> **Task brief**: Show each line of the data below in which "woman" occurs.

> **Point localization data**:
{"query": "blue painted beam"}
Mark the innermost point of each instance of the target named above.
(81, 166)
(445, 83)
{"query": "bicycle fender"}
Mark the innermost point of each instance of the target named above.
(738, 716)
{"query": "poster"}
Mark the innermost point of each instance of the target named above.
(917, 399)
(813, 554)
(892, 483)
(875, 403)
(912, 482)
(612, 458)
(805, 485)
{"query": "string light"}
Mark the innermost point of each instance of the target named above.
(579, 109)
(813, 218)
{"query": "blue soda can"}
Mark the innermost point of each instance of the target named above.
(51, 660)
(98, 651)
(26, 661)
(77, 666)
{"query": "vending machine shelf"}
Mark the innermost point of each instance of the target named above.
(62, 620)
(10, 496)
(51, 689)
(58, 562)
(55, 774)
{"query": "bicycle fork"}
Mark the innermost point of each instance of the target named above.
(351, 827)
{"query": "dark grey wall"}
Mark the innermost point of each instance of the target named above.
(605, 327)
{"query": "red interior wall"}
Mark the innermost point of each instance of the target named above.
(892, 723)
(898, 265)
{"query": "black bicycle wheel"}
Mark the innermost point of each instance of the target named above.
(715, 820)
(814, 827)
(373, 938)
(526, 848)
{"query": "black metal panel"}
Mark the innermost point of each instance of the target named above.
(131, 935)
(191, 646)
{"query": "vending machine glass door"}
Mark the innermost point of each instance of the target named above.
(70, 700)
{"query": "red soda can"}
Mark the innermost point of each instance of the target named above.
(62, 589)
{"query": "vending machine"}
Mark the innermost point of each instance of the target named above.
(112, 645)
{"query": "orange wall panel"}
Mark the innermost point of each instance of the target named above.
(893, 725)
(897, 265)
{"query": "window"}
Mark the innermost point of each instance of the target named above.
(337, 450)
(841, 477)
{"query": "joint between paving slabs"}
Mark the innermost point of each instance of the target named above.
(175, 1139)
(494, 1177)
--
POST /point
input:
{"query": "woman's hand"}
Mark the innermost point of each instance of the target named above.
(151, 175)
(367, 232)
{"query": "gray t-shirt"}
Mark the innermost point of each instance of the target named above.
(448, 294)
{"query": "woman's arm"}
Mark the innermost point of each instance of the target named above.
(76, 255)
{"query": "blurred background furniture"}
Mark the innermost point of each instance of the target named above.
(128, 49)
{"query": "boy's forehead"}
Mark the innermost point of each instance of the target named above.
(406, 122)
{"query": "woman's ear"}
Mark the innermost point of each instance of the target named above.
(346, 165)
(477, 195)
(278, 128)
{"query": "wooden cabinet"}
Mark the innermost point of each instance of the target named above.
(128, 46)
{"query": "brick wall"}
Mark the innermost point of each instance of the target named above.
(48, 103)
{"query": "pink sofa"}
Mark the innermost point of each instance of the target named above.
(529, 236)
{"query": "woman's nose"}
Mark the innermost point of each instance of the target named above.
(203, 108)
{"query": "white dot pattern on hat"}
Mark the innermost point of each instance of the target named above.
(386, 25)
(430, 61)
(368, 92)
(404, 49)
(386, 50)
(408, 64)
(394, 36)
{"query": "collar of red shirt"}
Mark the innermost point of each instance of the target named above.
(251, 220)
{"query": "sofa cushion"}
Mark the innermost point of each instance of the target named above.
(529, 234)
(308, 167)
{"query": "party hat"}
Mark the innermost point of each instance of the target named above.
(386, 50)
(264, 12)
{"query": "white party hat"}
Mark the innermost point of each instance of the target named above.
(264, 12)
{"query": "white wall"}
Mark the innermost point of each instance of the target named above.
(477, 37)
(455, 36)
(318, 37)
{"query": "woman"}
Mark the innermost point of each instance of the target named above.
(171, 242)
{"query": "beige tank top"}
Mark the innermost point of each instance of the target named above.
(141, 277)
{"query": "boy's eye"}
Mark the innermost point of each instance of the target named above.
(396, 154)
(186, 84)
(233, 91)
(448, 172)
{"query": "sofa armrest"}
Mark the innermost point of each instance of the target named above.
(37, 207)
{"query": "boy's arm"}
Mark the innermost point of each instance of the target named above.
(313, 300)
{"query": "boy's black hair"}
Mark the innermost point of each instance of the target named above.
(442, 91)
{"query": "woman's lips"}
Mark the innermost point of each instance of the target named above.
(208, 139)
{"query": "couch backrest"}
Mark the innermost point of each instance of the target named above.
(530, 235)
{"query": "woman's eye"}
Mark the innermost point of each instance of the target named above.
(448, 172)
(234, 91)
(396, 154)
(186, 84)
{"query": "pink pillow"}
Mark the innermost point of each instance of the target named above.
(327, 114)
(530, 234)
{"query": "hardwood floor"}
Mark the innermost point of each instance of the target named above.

> **Result of this task**:
{"query": "woman's hand"}
{"query": "woman's arm"}
{"query": "woman's ear"}
{"query": "woman's nose"}
{"query": "woman"}
{"query": "woman's lips"}
{"query": "woman's eye"}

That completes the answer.